++++ Selected passage
A diagnosis of breast cancer has taken on a new meaning in the past 10 years, as research has produced a host of new therapies and detection techniques, significantly improving long-term survival for women who have been fighting the disease. To build on these successes, researchers are now harnessing what they have learned about treating breast cancer and applying it to possible methods of prevention to reduce the total incidence of the disease. One study presented today at the American Association for Cancer Research's Frontiers in Cancer Prevention Research meeting in Boston looks at a specific target in the fight against breast cancer and evaluates a potential vaccine that is yielding promising results for women who are at high-risk for the disease.
Targeted immunoediting of critical pathways responsible for breast cancer development: treatment of early breast cancer using HER-2/neu pulsed dendritic cells.
Multiple genetic targets have been discovered that may help fight breast cancer, including BRCA, estrogen receptors, and HER-2/neu, all of which have been known to predict the severity of disease, recurrence and overall survival. Developing novel therapies that target these specific genetic variances may be extremely beneficial in preventing breast cancer for many women.
In this study, researchers investigated a potential vaccine that targets HER-2/neu over-expression in early stage breast cancer, known as DCIS (ductal carcinomas in situ, or early stage cancer formation in the breast's milk ducts). It is estimated at 50-60 percent of DCIS is directly related to HER-2/neu over-expression.
Patients with HER-2/neu overexpression were given a therapy of dendritic cells (DC, which work with the B- and T-cells to trigger immune responses) that were treated with HER-2/neu to evoke an immune response. The participants received four weekly vaccinations into normal lymph nodes in their groins and were evaluated both pre- and post-vaccination for immune response, level of HER-2/neu expression, and cell infiltrates.
++++++++
++++ Information
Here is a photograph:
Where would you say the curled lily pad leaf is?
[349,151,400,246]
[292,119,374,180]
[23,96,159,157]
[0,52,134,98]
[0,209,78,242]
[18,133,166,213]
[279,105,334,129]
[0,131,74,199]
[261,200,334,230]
++++++++
## Problem to solve
In the article on the breast cancer vaccine, where were the participants' four weekly vaccinations given?

## Answer area
Into normal lymph nodes in their groins.